TEXTE FOURNI -
· · · · · · ·

À cette époque, la population noire de l’Ontario avait déjà, dans la province, une longue histoire militaire, certains de ses membres ayant été enrôlés dans la milice du comté du Kent dès 1793 (voir aussi Coloured Corps). En 1914, il est toutefois clair que les volontaires noirs ne sont pas les bienvenus dans le Corps expéditionnaire canadien et c’est dans ce cadre qu’Arthur Alexander, de Buxton, demande une explication au ministère de la Milice et de la Défense. On lui répond « [que] la sélection [...] relève exclusivement des commandants et [que] le quartier général n’interfère pas avec ces décisions. » Arthur Alexander ne donne pas suite; toutefois, moins d’un an plus tard, George Morton, de Hamilton, va reprendre le flambeau en écrivant, le 7 septembre 1915, à sir Sam Hughes. Cette lettre, conservée à Bibliothèque et Archives Canada et dont on peut voir une copie ci‑après, nous rappelle le désir de ces hommes de trouver leur place au sein du Corps expéditionnaire canadien.

· · · · · · ·

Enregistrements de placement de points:
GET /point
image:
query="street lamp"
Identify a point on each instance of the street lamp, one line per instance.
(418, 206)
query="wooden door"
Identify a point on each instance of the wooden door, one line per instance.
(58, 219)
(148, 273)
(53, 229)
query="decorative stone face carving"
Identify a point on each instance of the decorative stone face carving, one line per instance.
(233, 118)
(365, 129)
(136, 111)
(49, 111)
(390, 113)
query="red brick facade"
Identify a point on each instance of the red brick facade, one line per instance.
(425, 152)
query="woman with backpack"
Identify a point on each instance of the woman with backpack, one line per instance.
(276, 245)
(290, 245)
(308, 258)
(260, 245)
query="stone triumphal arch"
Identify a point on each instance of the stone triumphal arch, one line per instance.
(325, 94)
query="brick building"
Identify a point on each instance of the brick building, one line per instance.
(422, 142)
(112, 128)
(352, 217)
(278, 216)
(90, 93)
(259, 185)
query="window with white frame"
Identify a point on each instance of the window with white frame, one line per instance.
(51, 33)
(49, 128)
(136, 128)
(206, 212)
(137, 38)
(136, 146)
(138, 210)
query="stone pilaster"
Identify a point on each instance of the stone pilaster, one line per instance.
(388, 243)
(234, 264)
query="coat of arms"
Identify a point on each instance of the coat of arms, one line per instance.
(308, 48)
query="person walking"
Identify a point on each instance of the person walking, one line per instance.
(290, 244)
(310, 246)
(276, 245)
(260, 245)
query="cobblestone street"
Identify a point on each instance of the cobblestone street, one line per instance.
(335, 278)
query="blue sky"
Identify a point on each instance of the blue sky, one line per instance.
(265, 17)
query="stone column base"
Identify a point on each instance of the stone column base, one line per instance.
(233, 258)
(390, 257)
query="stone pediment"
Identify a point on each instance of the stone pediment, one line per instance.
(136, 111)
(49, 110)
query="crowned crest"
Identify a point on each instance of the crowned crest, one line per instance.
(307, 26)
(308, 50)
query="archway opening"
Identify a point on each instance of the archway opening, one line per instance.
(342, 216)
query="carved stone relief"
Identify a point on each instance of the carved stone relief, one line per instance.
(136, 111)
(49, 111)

· · · · · · ·

À FAIRE -
- A) Pour chacune des affirmations suivantes, indiquez par oui ou par non si elle concorde avec le texte fourni, puis citez les mots décisifs de ce texte. (i) George Morton a écrit à sir Sam Hughes le 7 septembre 1915. (ii) Arthur Alexander a donné suite à la réponse du ministère. (iii) Des membres de la population noire de l'Ontario ont été enrôlés dans la milice du comté du Kent dès 1793.
- B) Filtrez les enregistrements en recopiant chaque ligne qui contient la chaîne « street ».

LISTE DES RÉPONSES -
- A)
(i) Oui : « George Morton, de Hamilton, va reprendre le flambeau en écrivant, le 7 septembre 1915, à sir Sam Hughes »
(ii) Non : « Arthur Alexander ne donne pas suite »
(iii) Oui : « certains de ses membres ayant été enrôlés dans la milice du comté du Kent dès 1793 »

- B)
query="street lamp"
Identify a point on each instance of the street lamp, one line per instance.
query="cobblestone street"
Identify a point on each instance of the cobblestone street, one line per instance.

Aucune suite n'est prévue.